> [Exercise description]
In the article on the Cubs-Brewers tiebreaker, what was Christian Yelich's batting average against the Cubs that season?

-- START OF Selected passage --

Stopping Brewers' Christian Yelich will be key for Cubs in NL Central tiebreaker

The debate over whether the CubsBrewers rivalry is real began on Labor Day in Milwaukee when Cole Hamels suggested Cubs fans’ invasion of Miller Park proved it was not.

We’ll find out just how hot the rivalry is Monday when the Cubs and Brewers play Game 163 at Wrigley Field (12:05 p.m., ESPN), a tiebreaker to determine the division champion and the wild-card team.

“I don’t think it really matters if we think it’s a rivalry or not,” Brewers outfielder Christian Yelich said during a recent interview. “It’s two really good teams, and I think that’s been proven on the field. All that other stuff is for you guys to debate, whether it’s a rivalry. It is or it isn’t.

“There have been a lot of tightly contested games and there is a lot of talent on both sides. It’s really fun to be a part of. The atmosphere is great and I really enjoy when we play each other. They’re a tough team, a great team, and we have a lot of fun anytime we get together. I guess time will tell.”

How the Cubs can stop Yelich will be the biggest question in Monday’s tiebreaker, the first at Wrigley since the 1998 wild-card tiebreaker, in which the Cubs beat the Giants to move on to the NL Division Series.

READ MORE: Cubs rally for 10-5 win, play host to Brewers in Monday tiebreaker »

Yelich is the odds-on favorite for the NL Most Valuable Player award and also has a chance to win the Triple Crown.

“He’s had a bunch of moments like, ‘Did he just do that again?’” manager Craig Counsell said. “That’s what you’re kind of saying to yourself — ‘Can he do it again?’ And he keeps doing it. It’s fun to watch players like that, when great players get in those moments.”

So will manager Joe Maddon pitch around Yelich, as he did with Bryce Harper during a memorable series in 2016?

The Cubs have handled Yelich so far this year. He has hit .175 (10-for-57) in 15 games against the Cubs, with no home runs and five RBIs.

But he has been the hottest hitter in baseball in the second half, and the stakes obviously are much higher now.

Yelich said he didn’t really care whether or not they faced the Cubs in October. The teams could still meet in the division series no matter who wins Monday.

“It’s a great team, and you don’t really have a say in who you play on the playoffs,” he said. “You’ve just got to get in. Obviously if we end up matching up I think it’d be a great series. I really do. I think it would be really close, every single game. I don’t think it would be dissimilar to any of the games that we’ve played at the end of this year.”

-- END OF Selected passage --
-- START OF Extracted entries --

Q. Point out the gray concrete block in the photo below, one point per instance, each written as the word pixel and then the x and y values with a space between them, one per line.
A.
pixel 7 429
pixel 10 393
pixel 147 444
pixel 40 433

-- END OF Extracted entries --

> [Solution for this exercise]
.175 (10-for-57) in 15 games against the Cubs.